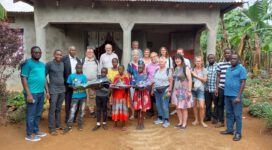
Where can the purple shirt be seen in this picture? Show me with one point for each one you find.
(150, 70)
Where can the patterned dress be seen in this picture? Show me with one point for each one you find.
(120, 100)
(141, 98)
(180, 98)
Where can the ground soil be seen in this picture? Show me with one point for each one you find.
(255, 137)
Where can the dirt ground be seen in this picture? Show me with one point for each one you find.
(154, 137)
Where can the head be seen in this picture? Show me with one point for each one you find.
(141, 66)
(104, 72)
(198, 61)
(162, 61)
(72, 51)
(79, 68)
(154, 57)
(121, 69)
(227, 53)
(147, 53)
(135, 45)
(58, 55)
(108, 48)
(114, 62)
(180, 51)
(179, 60)
(135, 55)
(211, 59)
(235, 59)
(89, 52)
(164, 52)
(36, 53)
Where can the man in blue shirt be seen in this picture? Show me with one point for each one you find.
(33, 81)
(234, 85)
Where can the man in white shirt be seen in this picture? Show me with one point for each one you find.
(106, 58)
(90, 69)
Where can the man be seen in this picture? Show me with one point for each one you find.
(150, 71)
(220, 84)
(234, 85)
(69, 62)
(186, 61)
(135, 46)
(210, 89)
(55, 69)
(90, 70)
(34, 82)
(106, 58)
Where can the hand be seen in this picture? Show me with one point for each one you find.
(237, 100)
(29, 99)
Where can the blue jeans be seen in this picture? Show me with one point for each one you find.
(33, 113)
(162, 104)
(77, 103)
(233, 112)
(54, 113)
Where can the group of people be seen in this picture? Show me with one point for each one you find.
(173, 80)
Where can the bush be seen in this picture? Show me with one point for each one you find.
(259, 109)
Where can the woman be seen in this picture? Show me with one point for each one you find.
(132, 70)
(199, 78)
(182, 92)
(146, 58)
(162, 89)
(169, 61)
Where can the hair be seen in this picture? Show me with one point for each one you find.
(57, 50)
(167, 54)
(34, 47)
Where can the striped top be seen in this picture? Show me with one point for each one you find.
(222, 68)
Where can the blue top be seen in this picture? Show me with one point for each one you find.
(34, 72)
(233, 80)
(78, 80)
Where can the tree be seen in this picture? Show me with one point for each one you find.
(11, 53)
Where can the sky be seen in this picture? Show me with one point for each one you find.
(21, 6)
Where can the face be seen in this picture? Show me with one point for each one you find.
(79, 69)
(58, 56)
(135, 45)
(163, 52)
(198, 62)
(141, 68)
(234, 60)
(146, 53)
(104, 72)
(227, 54)
(154, 58)
(211, 59)
(180, 51)
(90, 53)
(114, 63)
(108, 48)
(72, 51)
(36, 53)
(121, 70)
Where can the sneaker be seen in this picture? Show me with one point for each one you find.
(173, 112)
(41, 134)
(32, 138)
(158, 121)
(166, 124)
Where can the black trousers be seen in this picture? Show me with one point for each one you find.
(68, 101)
(219, 105)
(101, 107)
(210, 99)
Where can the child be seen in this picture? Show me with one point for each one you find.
(102, 98)
(120, 99)
(77, 81)
(141, 98)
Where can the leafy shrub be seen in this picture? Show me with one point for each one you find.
(259, 109)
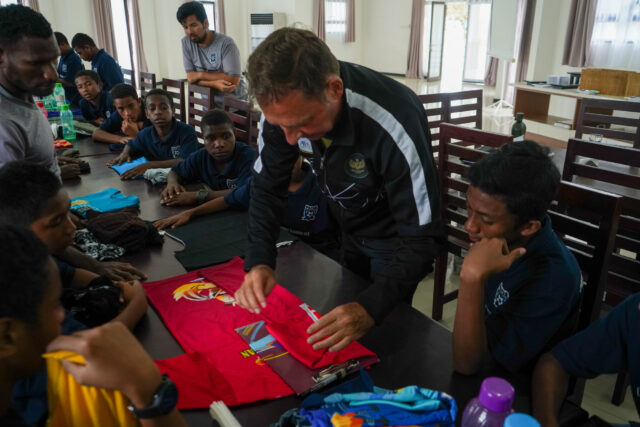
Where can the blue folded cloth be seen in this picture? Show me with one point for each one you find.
(128, 165)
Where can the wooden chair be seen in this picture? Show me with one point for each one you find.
(245, 119)
(146, 83)
(595, 116)
(175, 88)
(129, 77)
(617, 171)
(199, 101)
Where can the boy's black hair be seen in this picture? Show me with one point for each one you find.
(215, 117)
(161, 92)
(18, 21)
(81, 40)
(89, 73)
(60, 38)
(522, 175)
(123, 90)
(23, 272)
(191, 8)
(25, 189)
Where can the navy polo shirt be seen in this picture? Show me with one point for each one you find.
(201, 166)
(108, 69)
(113, 123)
(68, 67)
(528, 304)
(103, 109)
(181, 141)
(607, 346)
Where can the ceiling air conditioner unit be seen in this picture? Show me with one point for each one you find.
(263, 24)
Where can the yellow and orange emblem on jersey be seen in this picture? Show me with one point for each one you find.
(199, 290)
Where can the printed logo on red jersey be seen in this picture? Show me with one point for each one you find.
(201, 290)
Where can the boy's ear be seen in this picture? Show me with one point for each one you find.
(9, 333)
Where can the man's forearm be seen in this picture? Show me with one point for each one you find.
(469, 332)
(549, 388)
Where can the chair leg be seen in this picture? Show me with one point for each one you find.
(622, 382)
(438, 286)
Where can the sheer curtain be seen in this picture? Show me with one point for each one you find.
(414, 59)
(615, 41)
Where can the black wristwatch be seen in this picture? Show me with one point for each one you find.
(164, 400)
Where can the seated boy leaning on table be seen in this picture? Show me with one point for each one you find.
(223, 164)
(519, 284)
(305, 210)
(30, 317)
(23, 199)
(167, 142)
(128, 119)
(610, 345)
(43, 206)
(96, 105)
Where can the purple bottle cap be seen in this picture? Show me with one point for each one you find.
(496, 394)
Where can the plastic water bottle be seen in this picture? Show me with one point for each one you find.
(492, 405)
(66, 117)
(520, 420)
(58, 94)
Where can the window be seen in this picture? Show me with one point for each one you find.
(615, 41)
(335, 16)
(210, 8)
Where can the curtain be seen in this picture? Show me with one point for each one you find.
(414, 59)
(615, 41)
(318, 19)
(221, 24)
(492, 71)
(350, 34)
(104, 26)
(579, 30)
(134, 34)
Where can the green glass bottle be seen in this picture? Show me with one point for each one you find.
(519, 129)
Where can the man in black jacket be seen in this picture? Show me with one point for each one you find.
(369, 143)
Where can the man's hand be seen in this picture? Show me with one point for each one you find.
(488, 257)
(114, 360)
(341, 326)
(69, 171)
(258, 283)
(173, 221)
(119, 271)
(186, 198)
(129, 128)
(224, 86)
(135, 172)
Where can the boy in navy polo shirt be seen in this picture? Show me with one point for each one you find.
(168, 141)
(68, 66)
(519, 284)
(101, 62)
(95, 104)
(608, 346)
(305, 210)
(223, 164)
(127, 120)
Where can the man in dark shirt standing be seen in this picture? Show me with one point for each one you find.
(371, 149)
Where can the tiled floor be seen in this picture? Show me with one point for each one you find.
(597, 397)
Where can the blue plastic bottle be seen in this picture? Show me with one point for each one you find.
(492, 405)
(66, 117)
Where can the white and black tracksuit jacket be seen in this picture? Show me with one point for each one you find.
(379, 177)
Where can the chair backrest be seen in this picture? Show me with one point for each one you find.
(128, 77)
(199, 101)
(453, 107)
(618, 171)
(597, 115)
(244, 119)
(146, 83)
(175, 89)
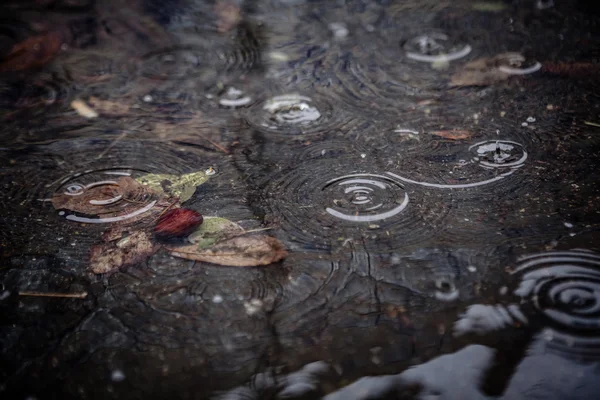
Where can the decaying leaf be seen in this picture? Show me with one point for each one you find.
(452, 135)
(213, 230)
(240, 251)
(480, 72)
(83, 109)
(32, 53)
(182, 186)
(109, 107)
(229, 15)
(109, 257)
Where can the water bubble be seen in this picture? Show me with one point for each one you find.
(234, 98)
(98, 194)
(365, 197)
(292, 109)
(544, 4)
(499, 154)
(516, 64)
(117, 376)
(434, 48)
(564, 286)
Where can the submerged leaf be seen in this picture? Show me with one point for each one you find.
(480, 72)
(452, 135)
(109, 257)
(182, 186)
(213, 230)
(241, 251)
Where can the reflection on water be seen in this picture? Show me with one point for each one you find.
(429, 166)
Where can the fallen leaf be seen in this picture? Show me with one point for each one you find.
(182, 186)
(452, 135)
(229, 15)
(177, 223)
(32, 53)
(83, 109)
(480, 72)
(490, 6)
(241, 251)
(120, 201)
(108, 107)
(109, 257)
(213, 230)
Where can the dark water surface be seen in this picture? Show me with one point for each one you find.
(441, 217)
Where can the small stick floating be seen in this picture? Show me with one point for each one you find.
(81, 295)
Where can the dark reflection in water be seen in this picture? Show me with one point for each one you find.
(430, 166)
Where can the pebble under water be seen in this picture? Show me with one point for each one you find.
(430, 167)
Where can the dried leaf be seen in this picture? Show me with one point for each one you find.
(480, 72)
(83, 109)
(109, 257)
(241, 251)
(452, 135)
(213, 230)
(182, 186)
(229, 15)
(32, 53)
(108, 107)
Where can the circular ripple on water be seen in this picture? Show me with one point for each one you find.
(463, 166)
(296, 114)
(321, 202)
(201, 62)
(104, 201)
(565, 288)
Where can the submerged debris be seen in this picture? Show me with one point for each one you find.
(177, 223)
(182, 186)
(135, 248)
(241, 251)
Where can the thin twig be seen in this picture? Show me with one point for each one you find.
(81, 295)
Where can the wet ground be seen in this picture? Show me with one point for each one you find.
(430, 166)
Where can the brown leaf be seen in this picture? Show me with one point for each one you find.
(480, 72)
(32, 53)
(109, 257)
(452, 135)
(229, 15)
(241, 251)
(108, 107)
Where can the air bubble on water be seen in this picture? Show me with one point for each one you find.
(339, 29)
(544, 4)
(253, 306)
(292, 109)
(434, 48)
(217, 299)
(117, 376)
(234, 98)
(446, 290)
(365, 198)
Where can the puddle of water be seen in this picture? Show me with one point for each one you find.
(427, 225)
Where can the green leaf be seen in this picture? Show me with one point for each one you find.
(182, 186)
(213, 230)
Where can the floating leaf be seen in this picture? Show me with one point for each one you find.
(213, 230)
(182, 186)
(241, 251)
(480, 72)
(489, 6)
(32, 53)
(452, 135)
(109, 257)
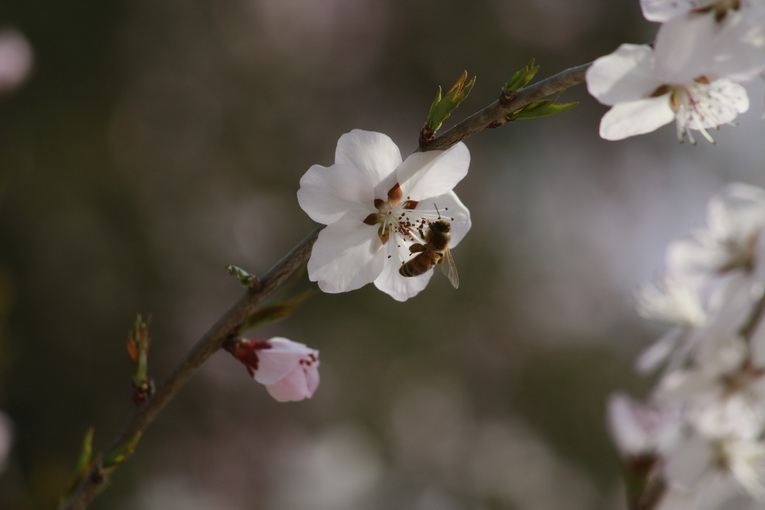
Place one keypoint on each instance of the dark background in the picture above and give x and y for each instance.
(157, 141)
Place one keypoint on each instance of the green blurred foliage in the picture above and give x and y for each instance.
(158, 141)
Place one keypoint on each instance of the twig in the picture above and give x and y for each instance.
(211, 342)
(496, 113)
(228, 325)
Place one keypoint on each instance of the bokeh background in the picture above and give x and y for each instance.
(154, 142)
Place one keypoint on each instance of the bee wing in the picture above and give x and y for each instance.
(449, 268)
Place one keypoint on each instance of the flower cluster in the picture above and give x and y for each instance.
(692, 73)
(701, 432)
(377, 207)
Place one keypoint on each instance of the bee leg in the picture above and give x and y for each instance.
(416, 247)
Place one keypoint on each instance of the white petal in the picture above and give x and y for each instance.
(737, 211)
(337, 192)
(625, 75)
(373, 153)
(683, 47)
(346, 256)
(739, 46)
(429, 174)
(658, 352)
(665, 10)
(639, 428)
(688, 463)
(636, 118)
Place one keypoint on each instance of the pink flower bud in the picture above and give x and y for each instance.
(289, 370)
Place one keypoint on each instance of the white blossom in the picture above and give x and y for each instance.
(640, 429)
(720, 38)
(643, 100)
(375, 207)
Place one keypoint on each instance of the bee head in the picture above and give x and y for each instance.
(441, 226)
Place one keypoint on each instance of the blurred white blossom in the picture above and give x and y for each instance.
(374, 205)
(642, 99)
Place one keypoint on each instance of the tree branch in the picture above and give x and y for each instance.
(495, 114)
(212, 341)
(228, 325)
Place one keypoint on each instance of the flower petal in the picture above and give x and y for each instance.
(278, 361)
(665, 10)
(625, 75)
(347, 255)
(341, 191)
(299, 384)
(429, 174)
(683, 47)
(373, 153)
(636, 118)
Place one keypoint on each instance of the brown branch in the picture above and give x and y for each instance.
(211, 342)
(228, 325)
(496, 113)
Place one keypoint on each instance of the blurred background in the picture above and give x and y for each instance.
(144, 145)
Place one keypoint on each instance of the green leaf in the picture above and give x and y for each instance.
(245, 278)
(543, 108)
(138, 350)
(443, 106)
(521, 78)
(121, 453)
(84, 463)
(86, 454)
(276, 311)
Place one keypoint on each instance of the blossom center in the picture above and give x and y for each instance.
(394, 215)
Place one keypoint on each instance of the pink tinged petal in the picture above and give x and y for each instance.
(429, 174)
(346, 256)
(636, 118)
(328, 194)
(683, 47)
(299, 384)
(665, 10)
(625, 75)
(452, 210)
(373, 153)
(281, 359)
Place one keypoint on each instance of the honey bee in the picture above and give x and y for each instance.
(435, 251)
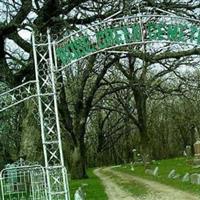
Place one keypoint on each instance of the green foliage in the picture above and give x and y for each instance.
(136, 189)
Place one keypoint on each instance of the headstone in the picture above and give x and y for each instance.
(134, 154)
(152, 172)
(176, 176)
(197, 149)
(186, 177)
(195, 178)
(79, 194)
(132, 168)
(172, 173)
(188, 151)
(155, 172)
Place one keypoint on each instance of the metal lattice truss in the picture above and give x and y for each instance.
(51, 136)
(22, 181)
(17, 95)
(104, 36)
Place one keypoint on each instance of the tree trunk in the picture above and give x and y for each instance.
(31, 145)
(78, 167)
(140, 99)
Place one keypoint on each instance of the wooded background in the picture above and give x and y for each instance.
(110, 103)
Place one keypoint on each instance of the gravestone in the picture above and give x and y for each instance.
(188, 151)
(152, 172)
(176, 176)
(196, 160)
(186, 177)
(155, 172)
(172, 173)
(195, 179)
(79, 194)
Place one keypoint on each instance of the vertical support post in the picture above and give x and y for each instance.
(57, 183)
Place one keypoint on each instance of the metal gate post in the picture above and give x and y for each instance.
(57, 183)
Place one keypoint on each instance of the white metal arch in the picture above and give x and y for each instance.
(46, 54)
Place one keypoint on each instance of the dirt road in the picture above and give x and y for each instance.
(157, 191)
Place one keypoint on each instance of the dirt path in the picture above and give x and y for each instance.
(158, 191)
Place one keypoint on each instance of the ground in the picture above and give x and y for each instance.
(156, 191)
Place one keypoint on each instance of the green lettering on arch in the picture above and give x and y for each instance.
(105, 38)
(172, 32)
(83, 46)
(151, 28)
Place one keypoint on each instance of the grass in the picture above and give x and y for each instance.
(132, 187)
(181, 166)
(92, 187)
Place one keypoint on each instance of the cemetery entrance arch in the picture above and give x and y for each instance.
(53, 56)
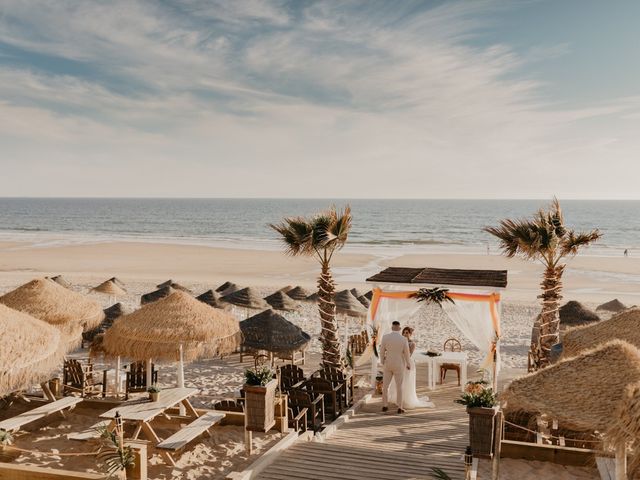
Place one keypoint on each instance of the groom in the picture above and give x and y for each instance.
(396, 359)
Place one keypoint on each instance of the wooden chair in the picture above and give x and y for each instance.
(80, 378)
(450, 345)
(136, 380)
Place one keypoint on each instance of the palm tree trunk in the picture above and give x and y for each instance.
(549, 317)
(331, 355)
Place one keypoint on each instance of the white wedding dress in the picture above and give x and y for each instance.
(409, 391)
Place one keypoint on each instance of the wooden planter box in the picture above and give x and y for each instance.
(481, 430)
(259, 406)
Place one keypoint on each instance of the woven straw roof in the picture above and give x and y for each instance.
(31, 350)
(110, 288)
(158, 329)
(272, 332)
(211, 298)
(156, 295)
(59, 306)
(298, 293)
(247, 298)
(349, 305)
(623, 326)
(281, 301)
(614, 305)
(574, 313)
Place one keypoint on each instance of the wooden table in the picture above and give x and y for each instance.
(142, 412)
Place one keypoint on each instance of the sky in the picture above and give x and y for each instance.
(322, 99)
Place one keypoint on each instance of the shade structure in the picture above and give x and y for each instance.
(110, 287)
(156, 295)
(158, 329)
(349, 305)
(281, 301)
(299, 293)
(46, 300)
(272, 332)
(574, 313)
(246, 298)
(174, 285)
(614, 305)
(31, 350)
(212, 299)
(623, 326)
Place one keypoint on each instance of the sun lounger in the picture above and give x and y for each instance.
(15, 423)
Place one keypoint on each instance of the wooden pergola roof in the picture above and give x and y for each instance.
(442, 276)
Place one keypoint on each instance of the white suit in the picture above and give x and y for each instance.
(395, 357)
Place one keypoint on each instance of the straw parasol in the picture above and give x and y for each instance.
(31, 350)
(281, 301)
(211, 298)
(246, 298)
(175, 328)
(574, 313)
(298, 293)
(56, 305)
(156, 295)
(272, 332)
(174, 285)
(623, 326)
(614, 306)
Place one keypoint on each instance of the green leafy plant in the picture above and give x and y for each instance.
(259, 376)
(476, 394)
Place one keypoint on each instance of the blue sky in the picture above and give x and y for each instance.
(475, 99)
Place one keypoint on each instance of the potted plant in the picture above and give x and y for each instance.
(481, 403)
(260, 394)
(154, 392)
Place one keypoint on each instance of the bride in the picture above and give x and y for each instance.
(409, 393)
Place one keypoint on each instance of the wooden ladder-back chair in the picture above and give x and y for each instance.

◆ ◆ ◆ ◆

● AIM OF THE TASK
All lines from the one with "Place one keypoint on each instance of the bride" to the end of the entries above are to be written out exactly, the first and last included.

● EXERCISE RESPONSE
Place one keypoint on each instance of the bride in the picture above and give x and y for each instance.
(409, 393)
Place one keypoint on each instance of the wooden ladder-back chair in the picture above and give x and y for each instance.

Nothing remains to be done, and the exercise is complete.